SET TASK:
Write out the toy box thread word for word between "## Brodysmom (Jan" and "long coats )", inclusive.

# Toy box is finished! *PICS*



## jesuschick (Dec 5, 2010)

Well, since I like things all vintage, I stained and distressed (of course!) our new toy box. I wanted something that looked like an old dresser drawer and that is what we made. Well, sweet husband made it. I just did the finishing.

Here it is:


----------



## lulu'smom (Jan 4, 2012)

Ruby is already enjoying her beautiful new toybox. Great job!


----------



## Hollysmom (Nov 26, 2011)

It looks very nice.


----------



## bayoumah (Nov 30, 2010)

Hi karen great idea it looks well done


----------



## woodard2009 (Aug 4, 2010)

That is beautiful! You could line it will some sort of cushion so if they wanted to lay in it to play with their toys, they could! Just a thought.


----------



## Brodysmom (Jan 8, 2009)

Fantastic!


----------



## Jerry'sMom (May 5, 2009)

love it! I know at my house it would hold all of the toys (and two little long coats )

LISTED ENTRIES:

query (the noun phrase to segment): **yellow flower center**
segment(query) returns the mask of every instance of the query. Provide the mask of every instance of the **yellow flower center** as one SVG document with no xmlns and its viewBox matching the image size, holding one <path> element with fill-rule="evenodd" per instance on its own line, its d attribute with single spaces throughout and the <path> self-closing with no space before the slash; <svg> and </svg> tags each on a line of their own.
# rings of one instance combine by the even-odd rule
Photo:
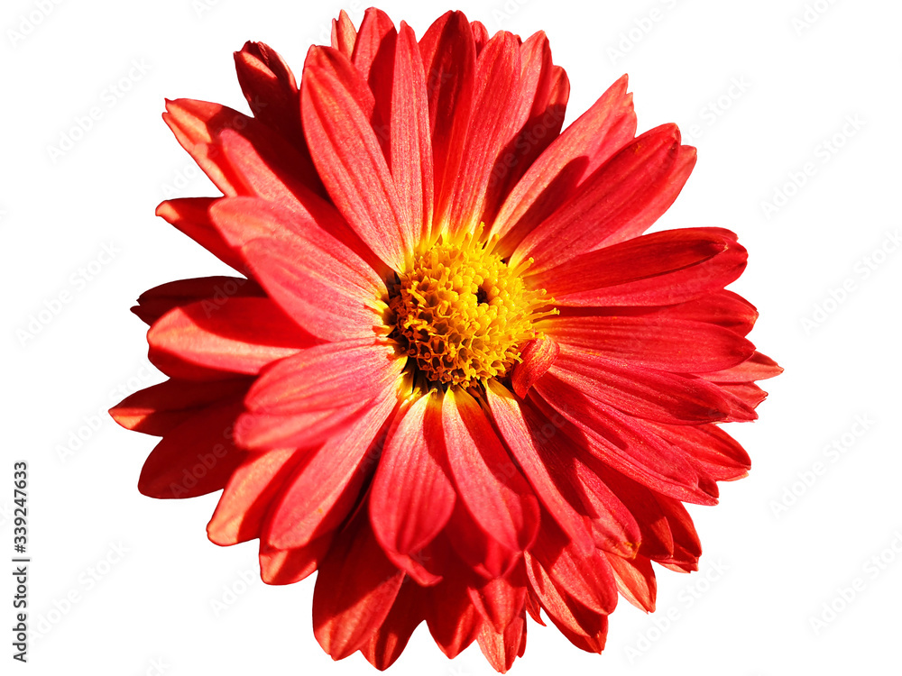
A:
<svg viewBox="0 0 902 676">
<path fill-rule="evenodd" d="M 481 234 L 443 235 L 390 288 L 391 336 L 429 386 L 502 378 L 537 337 L 533 323 L 557 314 L 520 277 L 531 260 L 511 269 Z"/>
</svg>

EXERCISE OUTPUT:
## Brodysmom (Jan 8, 2009)

Fantastic!


----------



## Jerry'sMom (May 5, 2009)

love it! I know at my house it would hold all of the toys (and two little long coats )